Start

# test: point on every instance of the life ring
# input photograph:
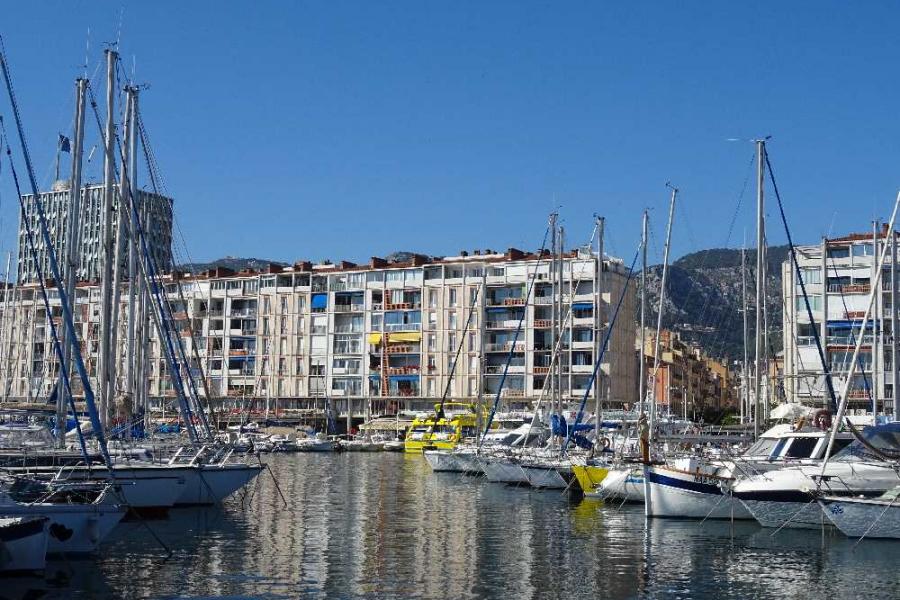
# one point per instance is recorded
(822, 419)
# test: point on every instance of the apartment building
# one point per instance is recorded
(156, 211)
(838, 274)
(371, 339)
(688, 383)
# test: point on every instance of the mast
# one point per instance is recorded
(662, 299)
(554, 332)
(598, 301)
(118, 255)
(71, 255)
(106, 295)
(745, 381)
(876, 326)
(132, 353)
(760, 282)
(642, 368)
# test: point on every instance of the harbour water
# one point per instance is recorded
(384, 526)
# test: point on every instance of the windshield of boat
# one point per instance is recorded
(885, 438)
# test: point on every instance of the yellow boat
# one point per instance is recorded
(589, 476)
(429, 431)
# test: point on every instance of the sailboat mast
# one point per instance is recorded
(642, 367)
(598, 301)
(745, 382)
(71, 252)
(760, 282)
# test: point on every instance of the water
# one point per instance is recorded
(384, 526)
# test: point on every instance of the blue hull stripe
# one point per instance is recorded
(693, 486)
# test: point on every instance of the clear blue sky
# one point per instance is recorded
(291, 130)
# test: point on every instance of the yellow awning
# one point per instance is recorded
(405, 336)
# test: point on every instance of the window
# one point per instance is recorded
(839, 252)
(815, 303)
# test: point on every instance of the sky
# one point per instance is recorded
(345, 130)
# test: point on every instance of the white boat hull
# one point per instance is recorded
(211, 484)
(673, 493)
(621, 484)
(544, 477)
(73, 528)
(23, 544)
(858, 517)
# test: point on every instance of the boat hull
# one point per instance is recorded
(678, 494)
(73, 528)
(442, 461)
(501, 470)
(545, 477)
(621, 484)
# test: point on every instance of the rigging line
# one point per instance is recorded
(154, 176)
(459, 347)
(734, 216)
(57, 347)
(827, 370)
(54, 266)
(512, 347)
(852, 340)
(150, 273)
(603, 347)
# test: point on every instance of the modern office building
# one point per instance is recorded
(838, 276)
(371, 338)
(157, 219)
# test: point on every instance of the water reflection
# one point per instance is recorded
(359, 525)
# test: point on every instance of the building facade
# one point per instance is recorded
(371, 338)
(156, 217)
(838, 276)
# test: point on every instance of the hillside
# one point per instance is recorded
(703, 298)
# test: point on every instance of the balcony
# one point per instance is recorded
(505, 347)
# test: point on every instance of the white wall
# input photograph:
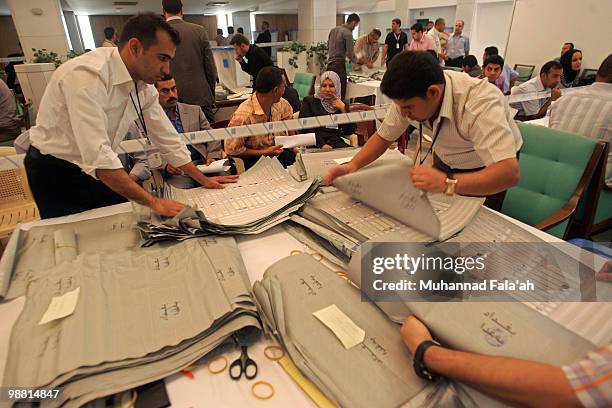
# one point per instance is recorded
(491, 25)
(432, 13)
(540, 27)
(382, 21)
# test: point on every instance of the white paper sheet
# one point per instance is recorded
(306, 139)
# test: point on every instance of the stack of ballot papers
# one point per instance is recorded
(264, 196)
(99, 323)
(348, 348)
(380, 198)
(218, 166)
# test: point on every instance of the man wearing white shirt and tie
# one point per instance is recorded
(87, 108)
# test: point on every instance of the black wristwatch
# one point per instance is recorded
(419, 365)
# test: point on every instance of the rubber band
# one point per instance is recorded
(222, 357)
(272, 357)
(262, 397)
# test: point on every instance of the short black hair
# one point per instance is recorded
(491, 50)
(550, 65)
(144, 26)
(604, 73)
(172, 6)
(166, 77)
(109, 32)
(239, 39)
(410, 74)
(469, 61)
(417, 27)
(495, 60)
(268, 78)
(353, 17)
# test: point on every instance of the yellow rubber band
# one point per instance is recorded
(221, 369)
(262, 397)
(272, 357)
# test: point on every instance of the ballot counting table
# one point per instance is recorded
(202, 388)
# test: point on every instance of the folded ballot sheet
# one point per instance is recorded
(102, 323)
(264, 196)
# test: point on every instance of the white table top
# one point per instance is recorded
(205, 389)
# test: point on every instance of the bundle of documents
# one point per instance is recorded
(264, 196)
(380, 198)
(347, 347)
(102, 323)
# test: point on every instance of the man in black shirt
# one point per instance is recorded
(395, 42)
(251, 58)
(264, 37)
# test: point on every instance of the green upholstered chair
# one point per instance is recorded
(556, 168)
(304, 84)
(524, 71)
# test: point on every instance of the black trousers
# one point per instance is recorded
(61, 188)
(454, 62)
(494, 201)
(340, 69)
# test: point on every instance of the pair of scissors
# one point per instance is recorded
(243, 365)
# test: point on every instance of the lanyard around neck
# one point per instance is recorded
(421, 158)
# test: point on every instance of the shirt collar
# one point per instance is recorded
(120, 73)
(257, 109)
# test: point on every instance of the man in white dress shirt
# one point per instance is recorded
(474, 139)
(87, 108)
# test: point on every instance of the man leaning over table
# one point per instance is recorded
(85, 113)
(474, 139)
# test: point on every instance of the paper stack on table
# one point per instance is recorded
(218, 166)
(375, 372)
(264, 196)
(118, 320)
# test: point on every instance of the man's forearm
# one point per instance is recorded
(119, 181)
(492, 179)
(520, 381)
(373, 149)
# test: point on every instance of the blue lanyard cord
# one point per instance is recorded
(139, 111)
(421, 158)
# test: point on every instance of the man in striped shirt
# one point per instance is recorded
(474, 139)
(588, 111)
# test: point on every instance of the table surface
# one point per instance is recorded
(205, 389)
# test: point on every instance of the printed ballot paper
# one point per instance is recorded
(217, 166)
(306, 139)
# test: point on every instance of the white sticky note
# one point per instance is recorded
(341, 325)
(61, 306)
(343, 160)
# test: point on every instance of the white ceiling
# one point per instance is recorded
(199, 6)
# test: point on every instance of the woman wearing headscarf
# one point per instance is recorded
(571, 62)
(325, 102)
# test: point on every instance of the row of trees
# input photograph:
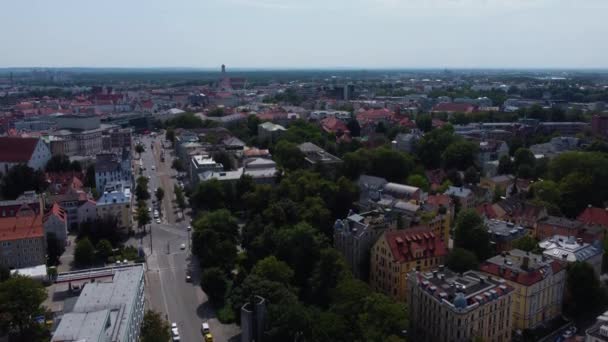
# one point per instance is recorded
(288, 259)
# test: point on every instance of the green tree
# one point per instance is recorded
(21, 178)
(20, 300)
(382, 319)
(89, 177)
(424, 122)
(215, 284)
(54, 249)
(141, 189)
(354, 127)
(59, 163)
(585, 292)
(505, 165)
(524, 156)
(139, 148)
(154, 328)
(461, 260)
(177, 165)
(418, 181)
(393, 165)
(272, 269)
(104, 249)
(160, 194)
(223, 158)
(214, 239)
(142, 214)
(5, 273)
(328, 272)
(527, 243)
(170, 135)
(288, 155)
(471, 234)
(209, 195)
(84, 254)
(471, 176)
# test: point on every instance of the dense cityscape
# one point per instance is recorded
(320, 205)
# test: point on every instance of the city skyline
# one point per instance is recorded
(273, 34)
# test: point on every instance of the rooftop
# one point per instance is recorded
(569, 249)
(461, 292)
(521, 267)
(414, 243)
(17, 150)
(504, 230)
(103, 307)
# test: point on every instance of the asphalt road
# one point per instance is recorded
(166, 288)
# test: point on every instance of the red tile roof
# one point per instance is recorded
(375, 115)
(487, 210)
(333, 125)
(21, 227)
(56, 210)
(17, 150)
(454, 107)
(594, 216)
(406, 244)
(439, 199)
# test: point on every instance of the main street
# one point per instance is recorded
(167, 290)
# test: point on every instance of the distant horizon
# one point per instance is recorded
(299, 68)
(312, 34)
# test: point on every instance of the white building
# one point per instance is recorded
(116, 203)
(569, 249)
(111, 167)
(109, 309)
(32, 152)
(55, 221)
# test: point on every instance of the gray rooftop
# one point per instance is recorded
(103, 308)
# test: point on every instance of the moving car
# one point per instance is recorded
(206, 332)
(174, 332)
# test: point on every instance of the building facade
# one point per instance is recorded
(109, 310)
(448, 307)
(538, 284)
(355, 235)
(398, 252)
(22, 240)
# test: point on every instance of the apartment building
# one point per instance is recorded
(111, 167)
(355, 235)
(398, 252)
(568, 249)
(538, 284)
(116, 202)
(449, 307)
(22, 240)
(108, 309)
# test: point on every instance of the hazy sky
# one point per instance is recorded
(304, 33)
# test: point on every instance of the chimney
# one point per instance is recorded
(525, 264)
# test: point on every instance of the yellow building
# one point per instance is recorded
(538, 282)
(439, 220)
(398, 252)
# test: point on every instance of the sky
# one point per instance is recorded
(304, 33)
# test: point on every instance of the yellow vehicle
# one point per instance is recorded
(206, 332)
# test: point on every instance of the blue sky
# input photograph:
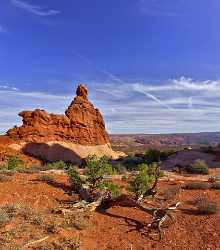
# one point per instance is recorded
(152, 66)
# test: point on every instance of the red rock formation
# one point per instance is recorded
(81, 124)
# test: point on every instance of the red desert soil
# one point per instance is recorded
(118, 227)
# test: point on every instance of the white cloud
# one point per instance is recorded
(6, 87)
(193, 105)
(34, 9)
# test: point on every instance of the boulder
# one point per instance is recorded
(70, 137)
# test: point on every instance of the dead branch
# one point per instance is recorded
(36, 241)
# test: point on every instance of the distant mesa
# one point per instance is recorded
(71, 137)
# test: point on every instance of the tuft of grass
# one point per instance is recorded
(171, 193)
(197, 185)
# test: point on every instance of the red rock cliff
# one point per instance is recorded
(81, 124)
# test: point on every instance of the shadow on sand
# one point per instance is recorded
(51, 153)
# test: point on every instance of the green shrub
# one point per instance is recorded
(124, 178)
(96, 169)
(144, 179)
(197, 185)
(75, 179)
(121, 169)
(112, 188)
(198, 167)
(132, 162)
(152, 155)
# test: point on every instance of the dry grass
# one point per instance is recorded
(197, 185)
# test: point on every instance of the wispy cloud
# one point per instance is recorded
(34, 9)
(161, 7)
(6, 87)
(178, 105)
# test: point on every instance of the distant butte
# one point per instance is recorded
(80, 132)
(81, 124)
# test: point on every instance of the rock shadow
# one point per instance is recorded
(51, 153)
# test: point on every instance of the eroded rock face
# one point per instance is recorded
(82, 124)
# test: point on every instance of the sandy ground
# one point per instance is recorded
(118, 227)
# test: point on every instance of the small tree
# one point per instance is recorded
(198, 167)
(96, 169)
(75, 179)
(145, 181)
(152, 155)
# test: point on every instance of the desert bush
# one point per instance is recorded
(197, 185)
(132, 162)
(45, 178)
(171, 193)
(152, 155)
(13, 162)
(205, 206)
(4, 178)
(113, 189)
(216, 185)
(75, 179)
(198, 167)
(96, 169)
(124, 178)
(120, 168)
(144, 179)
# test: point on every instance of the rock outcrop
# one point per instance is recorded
(81, 131)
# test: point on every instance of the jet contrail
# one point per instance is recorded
(115, 78)
(140, 89)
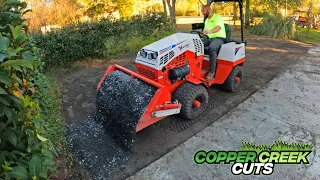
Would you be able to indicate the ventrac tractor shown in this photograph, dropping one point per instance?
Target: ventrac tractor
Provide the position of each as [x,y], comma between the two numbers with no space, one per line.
[176,66]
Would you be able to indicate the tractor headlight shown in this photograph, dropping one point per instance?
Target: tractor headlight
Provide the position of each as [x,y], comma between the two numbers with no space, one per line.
[153,55]
[143,53]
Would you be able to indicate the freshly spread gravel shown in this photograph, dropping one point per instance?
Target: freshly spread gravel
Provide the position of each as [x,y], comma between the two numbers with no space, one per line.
[103,141]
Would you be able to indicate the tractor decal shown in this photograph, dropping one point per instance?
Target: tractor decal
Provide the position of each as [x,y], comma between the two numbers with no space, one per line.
[236,50]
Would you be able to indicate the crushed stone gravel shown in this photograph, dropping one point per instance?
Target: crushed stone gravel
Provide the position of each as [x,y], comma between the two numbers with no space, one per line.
[105,140]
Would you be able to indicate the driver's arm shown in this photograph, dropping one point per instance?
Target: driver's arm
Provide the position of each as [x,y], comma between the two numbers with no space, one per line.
[214,30]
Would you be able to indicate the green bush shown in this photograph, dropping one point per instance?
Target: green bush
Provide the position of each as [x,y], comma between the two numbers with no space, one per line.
[88,40]
[24,153]
[275,26]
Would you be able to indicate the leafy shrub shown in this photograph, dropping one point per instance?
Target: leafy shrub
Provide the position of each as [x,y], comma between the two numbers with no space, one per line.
[275,26]
[87,40]
[24,153]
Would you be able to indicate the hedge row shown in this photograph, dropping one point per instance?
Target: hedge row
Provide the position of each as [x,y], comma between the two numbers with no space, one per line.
[89,40]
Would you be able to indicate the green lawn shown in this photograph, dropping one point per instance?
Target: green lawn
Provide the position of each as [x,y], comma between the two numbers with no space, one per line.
[313,37]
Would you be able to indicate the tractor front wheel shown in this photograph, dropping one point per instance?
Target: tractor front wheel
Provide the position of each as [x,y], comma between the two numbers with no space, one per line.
[232,83]
[193,98]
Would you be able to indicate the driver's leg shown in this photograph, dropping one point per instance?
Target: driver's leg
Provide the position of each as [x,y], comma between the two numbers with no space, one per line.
[213,54]
[207,42]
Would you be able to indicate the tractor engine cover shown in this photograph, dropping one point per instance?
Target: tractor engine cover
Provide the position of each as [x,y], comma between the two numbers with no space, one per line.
[179,73]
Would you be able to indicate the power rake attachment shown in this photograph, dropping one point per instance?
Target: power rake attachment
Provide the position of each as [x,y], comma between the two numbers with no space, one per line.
[128,102]
[169,80]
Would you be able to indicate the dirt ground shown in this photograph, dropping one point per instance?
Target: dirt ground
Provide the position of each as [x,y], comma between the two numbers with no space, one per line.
[265,59]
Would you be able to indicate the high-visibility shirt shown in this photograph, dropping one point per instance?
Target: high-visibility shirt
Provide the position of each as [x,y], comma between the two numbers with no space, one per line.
[215,20]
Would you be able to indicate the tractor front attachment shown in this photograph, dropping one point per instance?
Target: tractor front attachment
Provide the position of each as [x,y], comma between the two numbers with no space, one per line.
[128,102]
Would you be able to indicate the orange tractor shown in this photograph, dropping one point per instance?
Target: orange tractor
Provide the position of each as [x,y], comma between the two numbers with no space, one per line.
[176,66]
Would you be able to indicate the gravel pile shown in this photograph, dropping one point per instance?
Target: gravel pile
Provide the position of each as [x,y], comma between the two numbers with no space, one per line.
[121,102]
[102,143]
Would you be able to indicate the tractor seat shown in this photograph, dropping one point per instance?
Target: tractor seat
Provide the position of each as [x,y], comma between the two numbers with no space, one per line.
[226,40]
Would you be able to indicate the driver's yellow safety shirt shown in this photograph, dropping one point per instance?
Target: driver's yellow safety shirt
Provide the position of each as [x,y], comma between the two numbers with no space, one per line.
[215,20]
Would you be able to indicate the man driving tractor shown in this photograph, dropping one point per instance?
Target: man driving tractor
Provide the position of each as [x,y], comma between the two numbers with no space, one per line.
[215,30]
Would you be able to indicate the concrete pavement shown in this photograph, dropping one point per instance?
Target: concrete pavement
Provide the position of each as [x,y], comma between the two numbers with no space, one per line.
[287,109]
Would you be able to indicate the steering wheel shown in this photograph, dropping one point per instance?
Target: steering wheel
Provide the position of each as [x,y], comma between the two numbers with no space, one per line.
[201,34]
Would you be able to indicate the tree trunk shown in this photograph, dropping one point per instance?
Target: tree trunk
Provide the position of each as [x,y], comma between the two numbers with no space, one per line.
[172,10]
[234,14]
[247,23]
[308,18]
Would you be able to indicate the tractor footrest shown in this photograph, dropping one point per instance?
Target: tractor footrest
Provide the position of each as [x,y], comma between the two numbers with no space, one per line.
[167,112]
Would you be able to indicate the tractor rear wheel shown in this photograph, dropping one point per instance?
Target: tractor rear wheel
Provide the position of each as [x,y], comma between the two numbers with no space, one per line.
[232,83]
[193,98]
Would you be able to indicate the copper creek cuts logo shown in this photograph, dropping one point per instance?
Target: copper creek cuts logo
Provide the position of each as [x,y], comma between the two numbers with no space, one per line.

End

## Task objective
From the line containing "Would you be able to indicate the tractor footrest" through the closing line of the material above, return every line exactly and omit all others.

## Response below
Would you be able to indicate the tractor footrest shown in this photograph, dropping one point per instance?
Target: tractor footrest
Provide the position of each as [x,y], comma between the two numbers with no space, one per line.
[167,112]
Would you be able to indicate the tractor rear wheel shown in this photograph, dropping one point per instance?
Target: tractor rear wheel
Provide the position of each as [x,y], comma between the two numbers with no space, one per line.
[232,83]
[193,98]
Would you be able to indicate the copper creek cuts logo shown in this photograph, dropping one point per instance?
Target: copper creek cuts logo
Provide the position of each as [x,y], comma between the two numbers with no space, one per line.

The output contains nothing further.